**Supplied passage:**
— start —

Assignment 2 - Stored Functions
SET A
Using If.-Then-else,case,for,while and unconditional loops
1. Find maximum and minimum from two numbers
create or replace function max_min (x int , y int )returns int as $$
declare
max int;
min int;
begin
if x>y then
max:=x;
min:=y;
else
max:=y;
min:=x;
end if;
raise NOtice ' Max:=% Min:=% ',max,min;
return 1;
end;
$$ language plpgsql;
select max_min(10,5);
NOTICE: Max:=10 Min:=5
max_min
---------
1
(1 row)
postgres=# select max_min(2,5);
NOTICE: Max:=5 Min:=2
max_min
---------
1
(1 row)
2. Check the number is positive, negative or zero.

— end —

**Raw records:**
— start —

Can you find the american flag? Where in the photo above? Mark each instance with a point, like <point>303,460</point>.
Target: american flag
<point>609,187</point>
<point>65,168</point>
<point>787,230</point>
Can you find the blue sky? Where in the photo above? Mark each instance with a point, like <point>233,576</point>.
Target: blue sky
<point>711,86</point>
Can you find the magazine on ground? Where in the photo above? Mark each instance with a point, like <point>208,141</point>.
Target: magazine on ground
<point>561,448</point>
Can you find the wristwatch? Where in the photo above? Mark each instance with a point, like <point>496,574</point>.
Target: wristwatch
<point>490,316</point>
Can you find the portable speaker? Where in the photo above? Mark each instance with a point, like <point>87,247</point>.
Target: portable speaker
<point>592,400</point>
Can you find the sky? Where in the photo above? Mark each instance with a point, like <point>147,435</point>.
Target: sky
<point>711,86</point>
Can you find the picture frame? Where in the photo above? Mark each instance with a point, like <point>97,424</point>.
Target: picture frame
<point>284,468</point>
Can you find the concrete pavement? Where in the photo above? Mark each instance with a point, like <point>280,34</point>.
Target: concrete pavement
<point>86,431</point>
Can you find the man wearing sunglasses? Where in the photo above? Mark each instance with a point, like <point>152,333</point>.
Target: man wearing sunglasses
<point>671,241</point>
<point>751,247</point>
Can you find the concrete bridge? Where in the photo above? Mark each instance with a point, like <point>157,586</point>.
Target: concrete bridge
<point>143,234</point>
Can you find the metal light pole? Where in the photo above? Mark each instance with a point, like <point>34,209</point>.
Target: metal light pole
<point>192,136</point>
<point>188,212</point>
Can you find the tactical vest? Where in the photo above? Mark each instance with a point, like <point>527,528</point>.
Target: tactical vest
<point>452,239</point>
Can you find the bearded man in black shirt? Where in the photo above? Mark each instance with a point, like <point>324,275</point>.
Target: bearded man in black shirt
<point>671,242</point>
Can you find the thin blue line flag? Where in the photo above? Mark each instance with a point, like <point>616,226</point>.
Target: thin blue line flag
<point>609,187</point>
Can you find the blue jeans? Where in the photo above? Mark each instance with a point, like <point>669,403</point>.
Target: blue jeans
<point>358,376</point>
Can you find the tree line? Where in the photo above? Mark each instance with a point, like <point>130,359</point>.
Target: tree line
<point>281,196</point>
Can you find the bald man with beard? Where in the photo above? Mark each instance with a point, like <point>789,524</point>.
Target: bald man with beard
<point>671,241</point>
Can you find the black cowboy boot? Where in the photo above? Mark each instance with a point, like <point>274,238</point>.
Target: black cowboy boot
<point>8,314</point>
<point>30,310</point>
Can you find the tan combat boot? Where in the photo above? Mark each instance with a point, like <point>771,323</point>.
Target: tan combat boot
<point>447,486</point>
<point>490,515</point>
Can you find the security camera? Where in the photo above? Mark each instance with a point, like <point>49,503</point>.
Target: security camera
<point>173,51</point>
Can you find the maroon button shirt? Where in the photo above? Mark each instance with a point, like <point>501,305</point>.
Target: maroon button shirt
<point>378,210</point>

— end —

**Task instructions:**
1. Reproduce the stored functions assignment in full, word for word.
2. Turn the entries from the line containing "Can you find the bearded" through the line containing "<point>671,242</point>" into a JSON list of strings, one string per line.

**Exercise responses:**
1.
Assignment 2 - Stored Functions
SET A
Using If.-Then-else,case,for,while and unconditional loops
1. Find maximum and minimum from two numbers
create or replace function max_min (x int , y int )returns int as $$
declare
max int;
min int;
begin
if x>y then
max:=x;
min:=y;
else
max:=y;
min:=x;
end if;
raise NOtice ' Max:=% Min:=% ',max,min;
return 1;
end;
$$ language plpgsql;
select max_min(10,5);
NOTICE: Max:=10 Min:=5
max_min
---------
1
(1 row)
postgres=# select max_min(2,5);
NOTICE: Max:=5 Min:=2
max_min
---------
1
(1 row)
2. Check the number is positive, negative or zero.

2.
[
  "Can you find the bearded man in black shirt? Where in the photo above? Mark each instance with a point, like <point>324,275</point>.",
  "Target: bearded man in black shirt",
  "<point>671,242</point>"
]